Referring expression pointing data
****************
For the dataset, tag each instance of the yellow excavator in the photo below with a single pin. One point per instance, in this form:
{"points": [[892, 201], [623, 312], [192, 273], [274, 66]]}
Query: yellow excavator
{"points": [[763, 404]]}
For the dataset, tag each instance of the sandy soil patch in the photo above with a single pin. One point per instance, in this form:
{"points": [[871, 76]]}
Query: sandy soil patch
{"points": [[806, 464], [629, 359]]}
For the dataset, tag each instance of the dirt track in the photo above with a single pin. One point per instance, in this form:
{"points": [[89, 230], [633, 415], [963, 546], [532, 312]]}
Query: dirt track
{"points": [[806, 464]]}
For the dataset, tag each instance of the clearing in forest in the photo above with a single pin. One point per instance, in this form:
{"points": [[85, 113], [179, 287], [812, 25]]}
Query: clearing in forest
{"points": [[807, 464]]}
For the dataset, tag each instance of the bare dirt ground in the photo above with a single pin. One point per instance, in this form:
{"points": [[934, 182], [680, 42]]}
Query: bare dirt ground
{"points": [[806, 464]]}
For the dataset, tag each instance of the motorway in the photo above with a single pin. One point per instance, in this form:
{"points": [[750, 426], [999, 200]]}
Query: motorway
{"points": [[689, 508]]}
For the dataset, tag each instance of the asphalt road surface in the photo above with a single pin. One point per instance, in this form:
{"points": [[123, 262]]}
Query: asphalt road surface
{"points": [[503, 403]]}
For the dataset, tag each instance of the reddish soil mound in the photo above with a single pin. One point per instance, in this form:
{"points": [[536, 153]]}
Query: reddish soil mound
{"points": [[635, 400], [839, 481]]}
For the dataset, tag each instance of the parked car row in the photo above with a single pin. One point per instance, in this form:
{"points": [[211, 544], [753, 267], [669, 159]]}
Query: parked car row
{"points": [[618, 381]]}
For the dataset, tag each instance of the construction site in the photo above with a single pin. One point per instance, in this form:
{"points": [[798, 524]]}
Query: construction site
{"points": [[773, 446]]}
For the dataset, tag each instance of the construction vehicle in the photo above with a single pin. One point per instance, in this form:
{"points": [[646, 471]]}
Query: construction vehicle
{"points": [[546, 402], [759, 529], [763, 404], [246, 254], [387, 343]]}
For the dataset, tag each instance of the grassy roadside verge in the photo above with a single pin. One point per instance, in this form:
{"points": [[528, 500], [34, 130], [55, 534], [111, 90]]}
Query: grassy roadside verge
****************
=== AIM OF THE TASK ===
Restate the entries. Match them exactly.

=== WRITTEN RESPONSE ===
For the dataset, tag each instance of the yellow excavator in the photo below with a single pin. One point per instance, in this form:
{"points": [[892, 201], [623, 312], [192, 273], [274, 66]]}
Query: yellow excavator
{"points": [[763, 404]]}
For the dataset, tag each instance of the sandy soil patch in the photo above with a single pin. One point per instance, in this form:
{"points": [[871, 76]]}
Query: sandy soil patch
{"points": [[806, 464], [629, 359]]}
For the dataset, tag each instance of the dirt track in the photo above with a single pin. One point per instance, in this form:
{"points": [[89, 230], [633, 415], [963, 546], [532, 312]]}
Query: dirt track
{"points": [[806, 464]]}
For the dataset, tag each instance of the clearing in forest in the photo above with a single pin. One point per instance, in this form:
{"points": [[85, 113], [179, 287], [812, 25]]}
Query: clearing in forest
{"points": [[807, 464]]}
For the dataset, tag each instance of the bare dirt ground in the photo above with a single pin. One point per instance, in this form:
{"points": [[934, 182], [680, 42]]}
Query: bare dirt ground
{"points": [[806, 464]]}
For the dataset, tag each instance of the motorway in the photo above with a single pin. One point per instance, in this form:
{"points": [[750, 426], [999, 200]]}
Query: motorway
{"points": [[689, 508]]}
For the dataset, tag each instance of the asphalt road surface in the photo above with a single pin. One point per instance, in this form:
{"points": [[123, 262]]}
Query: asphalt road surface
{"points": [[503, 403]]}
For the dataset, tag each instance of the reddish soil mound in the photo above with a single pin. One point per instance, in this form:
{"points": [[536, 153]]}
Query: reddish soil mound
{"points": [[635, 400], [839, 481]]}
For the dataset, tag each instance of the parked car row in the photo above with a single pin. One point per instance, in this form:
{"points": [[211, 544], [753, 267], [669, 159]]}
Query: parked car row
{"points": [[618, 381]]}
For the dataset, tag each instance of the construction site in the photo above with a single pin. One point per instance, in this form:
{"points": [[798, 524]]}
Query: construction site
{"points": [[773, 446]]}
For the dataset, tag each instance of the construction vehicle in the photo above with a single pin. One point per instance, in this form:
{"points": [[646, 471]]}
Query: construction vehicle
{"points": [[546, 402], [759, 529], [763, 404], [246, 254], [387, 343]]}
For the dataset, tag each instance of the grassy roadside verge in the photo above with a single pin. One point per instance, in this form:
{"points": [[528, 500], [34, 130], [55, 534], [111, 90]]}
Query: grassy roadside verge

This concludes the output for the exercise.